DATASET ROWS:

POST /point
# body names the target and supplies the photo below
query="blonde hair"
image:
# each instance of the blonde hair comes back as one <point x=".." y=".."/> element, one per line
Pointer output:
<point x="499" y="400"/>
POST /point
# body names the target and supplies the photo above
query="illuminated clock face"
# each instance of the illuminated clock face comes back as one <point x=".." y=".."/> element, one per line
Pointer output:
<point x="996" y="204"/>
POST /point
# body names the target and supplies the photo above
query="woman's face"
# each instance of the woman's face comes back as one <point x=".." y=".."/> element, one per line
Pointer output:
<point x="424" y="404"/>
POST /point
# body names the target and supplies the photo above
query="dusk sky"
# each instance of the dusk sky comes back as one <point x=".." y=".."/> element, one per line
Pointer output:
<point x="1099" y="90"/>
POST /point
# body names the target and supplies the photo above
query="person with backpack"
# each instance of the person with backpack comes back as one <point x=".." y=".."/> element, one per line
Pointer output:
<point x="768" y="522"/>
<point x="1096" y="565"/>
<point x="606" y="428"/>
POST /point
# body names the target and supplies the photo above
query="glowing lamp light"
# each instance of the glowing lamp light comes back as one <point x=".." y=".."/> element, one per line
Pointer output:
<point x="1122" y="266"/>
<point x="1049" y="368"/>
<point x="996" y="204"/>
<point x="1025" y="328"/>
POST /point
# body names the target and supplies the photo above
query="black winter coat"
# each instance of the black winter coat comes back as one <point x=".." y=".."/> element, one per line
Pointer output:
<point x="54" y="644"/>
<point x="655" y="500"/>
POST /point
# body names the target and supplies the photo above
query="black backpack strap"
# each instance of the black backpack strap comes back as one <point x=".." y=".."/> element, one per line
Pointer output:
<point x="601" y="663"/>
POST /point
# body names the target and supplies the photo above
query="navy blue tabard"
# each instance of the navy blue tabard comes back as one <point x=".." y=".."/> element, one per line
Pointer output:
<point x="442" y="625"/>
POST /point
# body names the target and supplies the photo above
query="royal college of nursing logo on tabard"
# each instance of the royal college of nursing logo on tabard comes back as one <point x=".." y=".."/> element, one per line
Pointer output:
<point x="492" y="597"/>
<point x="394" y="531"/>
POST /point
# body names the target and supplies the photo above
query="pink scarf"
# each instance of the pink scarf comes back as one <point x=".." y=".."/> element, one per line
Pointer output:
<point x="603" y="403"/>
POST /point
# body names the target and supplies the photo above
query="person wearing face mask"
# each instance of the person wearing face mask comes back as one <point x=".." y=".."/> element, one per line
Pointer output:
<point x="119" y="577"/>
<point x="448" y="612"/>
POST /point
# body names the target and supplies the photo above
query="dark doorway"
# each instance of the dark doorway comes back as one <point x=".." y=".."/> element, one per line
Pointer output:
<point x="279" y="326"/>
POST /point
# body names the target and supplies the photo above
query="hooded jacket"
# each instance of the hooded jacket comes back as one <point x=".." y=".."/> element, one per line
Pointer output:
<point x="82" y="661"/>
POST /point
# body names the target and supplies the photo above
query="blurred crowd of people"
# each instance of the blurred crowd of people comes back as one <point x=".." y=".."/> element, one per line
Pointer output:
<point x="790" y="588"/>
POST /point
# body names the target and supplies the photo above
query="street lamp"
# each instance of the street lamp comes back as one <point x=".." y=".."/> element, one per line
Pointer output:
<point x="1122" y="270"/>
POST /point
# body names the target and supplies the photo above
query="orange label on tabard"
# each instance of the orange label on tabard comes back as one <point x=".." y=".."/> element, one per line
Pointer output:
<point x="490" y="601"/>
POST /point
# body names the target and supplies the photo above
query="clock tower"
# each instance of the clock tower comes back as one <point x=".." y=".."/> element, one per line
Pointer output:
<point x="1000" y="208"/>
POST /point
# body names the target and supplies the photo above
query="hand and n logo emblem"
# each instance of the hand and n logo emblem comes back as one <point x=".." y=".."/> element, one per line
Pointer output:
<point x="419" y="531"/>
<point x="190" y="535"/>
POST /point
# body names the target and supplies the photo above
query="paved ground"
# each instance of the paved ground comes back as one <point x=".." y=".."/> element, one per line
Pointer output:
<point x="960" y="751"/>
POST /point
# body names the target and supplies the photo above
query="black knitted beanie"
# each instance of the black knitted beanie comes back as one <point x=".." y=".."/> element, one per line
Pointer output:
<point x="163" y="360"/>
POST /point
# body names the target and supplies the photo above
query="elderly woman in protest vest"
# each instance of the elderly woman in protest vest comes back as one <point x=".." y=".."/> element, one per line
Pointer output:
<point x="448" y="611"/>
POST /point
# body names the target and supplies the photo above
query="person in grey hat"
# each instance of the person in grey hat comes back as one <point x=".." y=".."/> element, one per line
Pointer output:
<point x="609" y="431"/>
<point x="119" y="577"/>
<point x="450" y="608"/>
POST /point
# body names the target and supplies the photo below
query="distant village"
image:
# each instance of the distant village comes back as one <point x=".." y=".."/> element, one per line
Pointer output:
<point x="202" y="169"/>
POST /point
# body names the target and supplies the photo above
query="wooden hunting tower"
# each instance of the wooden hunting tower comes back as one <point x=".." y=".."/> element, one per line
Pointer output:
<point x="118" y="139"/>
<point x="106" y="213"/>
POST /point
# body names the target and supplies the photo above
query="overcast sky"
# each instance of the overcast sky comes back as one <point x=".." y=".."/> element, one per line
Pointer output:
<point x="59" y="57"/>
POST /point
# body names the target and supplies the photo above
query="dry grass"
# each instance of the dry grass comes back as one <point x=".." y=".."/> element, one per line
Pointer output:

GIVEN EXERCISE:
Repeat all of the entries exactly.

OUTPUT:
POST /point
# body names the target and supplies the photo below
query="blonde hair"
image:
# each instance of the blonde hair comes back as one <point x=".." y=".."/> element, one per line
Pointer output:
<point x="499" y="400"/>
POST /point
# body names the target and supplies the photo above
query="illuminated clock face"
# each instance of the illuminated clock face comes back as one <point x=".." y=".."/> element, one per line
Pointer output:
<point x="996" y="204"/>
POST /point
# body names the target and supplies the photo above
query="woman's face"
# each instance of the woman's face comes back as one <point x=".." y=".."/> element, one per line
Pointer output:
<point x="424" y="404"/>
POST /point
# body names the target and supplies the photo above
query="dusk sky"
# each instance of the dusk sky comes back as one <point x=".." y=".."/> element, one per line
Pointer output:
<point x="1099" y="90"/>
POST /point
# body names the target and supplies the photo above
query="person with backpack"
# each instance of the person with backpack comes back as one <point x=".." y=".."/> element, one per line
Pointer output:
<point x="768" y="522"/>
<point x="1096" y="565"/>
<point x="606" y="428"/>
POST /point
# body names the target and supplies the photo above
query="glowing lamp light"
# each instance of the glowing lamp light comes back as one <point x=".." y=".."/> element, one per line
Pointer output:
<point x="1122" y="266"/>
<point x="1049" y="368"/>
<point x="996" y="204"/>
<point x="1025" y="328"/>
POST /point
# body names the target and supplies the photo above
query="black winter coat"
# each instance of the black winter coat comes back as one <point x=".." y=".."/> element, one per line
Pointer output:
<point x="54" y="644"/>
<point x="655" y="500"/>
POST /point
# body names the target and supplies the photo above
query="black backpack strap"
# each instance of the black backpack strap comes back as one <point x=".." y=".."/> element, one per line
Pointer output:
<point x="601" y="663"/>
POST /point
# body names the target and supplies the photo above
query="navy blue tabard"
# each instance of the navy blue tabard comes back as one <point x=".." y=".."/> element, one per line
Pointer output:
<point x="442" y="625"/>
POST /point
# body names the target and supplies the photo above
query="royal college of nursing logo on tabard"
# each instance of the royal college of nursing logo on tabard comes back as one <point x=".." y=".."/> element, one per line
Pointer output:
<point x="492" y="597"/>
<point x="394" y="531"/>
POST /point
# body names the target and supplies the photo above
query="pink scarf"
# each instance of the pink scarf comes back as one <point x=".." y=".."/> element, one per line
Pointer output:
<point x="603" y="403"/>
POST /point
# body names the target and supplies the photo above
query="person wearing face mask"
# each instance of the person wearing face mask comes back as one <point x=".." y=".."/> element, one per line
Pointer output:
<point x="119" y="577"/>
<point x="448" y="612"/>
POST /point
# body names the target and supplies the photo above
query="dark doorway"
# each instance of the dark doorway comes back as one <point x=".." y=".."/> element, one per line
Pointer output:
<point x="279" y="326"/>
POST /point
# body names the target and supplies the photo above
query="hooded jacket"
# each instance of the hooded jacket comes back as one <point x=".." y=".."/> element, one per line
Pointer output:
<point x="82" y="661"/>
POST /point
# body names the target and supplies the photo above
query="blurred crowd of people"
# each instance of the blurred crowd of people comes back as one <point x=".." y=".."/> element, one per line
Pointer output:
<point x="790" y="588"/>
POST /point
# body names the target and supplies the photo above
query="street lamp"
# each instance of the street lamp comes back as one <point x=".." y=".."/> element, one per line
Pointer output:
<point x="1122" y="270"/>
POST /point
# body names the target and supplies the photo above
query="orange label on tabard"
# each instance of the orange label on tabard comes back as one <point x=".." y=".."/> element, one per line
Pointer output:
<point x="490" y="601"/>
POST /point
# body names the target and supplies the photo above
query="clock tower"
# each instance of the clock tower comes back as one <point x=".." y=".."/> element, one per line
Pointer output:
<point x="1000" y="208"/>
POST /point
# body names the target and supplies the photo above
query="hand and n logo emblem"
# each instance of the hand and n logo emblem comes back as one <point x=".." y=".."/> element, one per line
Pointer output:
<point x="419" y="531"/>
<point x="190" y="535"/>
POST /point
# body names the target and supplies the photo above
query="paved ground"
# each instance of the paved ground comes back as one <point x=".." y=".."/> element, one per line
Pointer output:
<point x="960" y="751"/>
POST /point
# body names the target and supplies the photo above
query="black knitted beanie"
# each instance of the black knitted beanie comes back as one <point x=".." y=".."/> element, one per line
Pointer output:
<point x="163" y="360"/>
POST /point
# body names the target and supplies the photo above
query="elderly woman in protest vest"
# each instance of the elderly woman in protest vest comes back as one <point x=".." y=".."/> element, one per line
Pointer output:
<point x="448" y="611"/>
POST /point
# body names the target and supplies the photo above
query="person in grey hat"
# each instance of the person in grey hat comes back as one <point x=".." y=".."/> element, one per line
Pointer output:
<point x="609" y="431"/>
<point x="119" y="577"/>
<point x="450" y="608"/>
POST /point
# body names the target and supplies the photo below
query="distant village"
image:
# each instance of the distant village comes back as one <point x=".." y=".."/> element, one per line
Pointer output:
<point x="202" y="169"/>
POST /point
# body names the target and supplies the photo above
query="wooden hunting tower"
# each instance of the wooden hunting tower comes back as one <point x=".." y=".."/> element, one per line
Pointer output:
<point x="118" y="139"/>
<point x="106" y="213"/>
POST /point
# body names the target and supplies the photo above
query="overcast sky"
# each instance of the overcast sky comes back as one <point x=".." y=".."/> element, one per line
Pointer output:
<point x="59" y="57"/>
POST /point
# body names the target and supplies the photo above
query="dry grass"
# each instance of the dry grass comes back as one <point x=".." y=".."/> element, one per line
Pointer output:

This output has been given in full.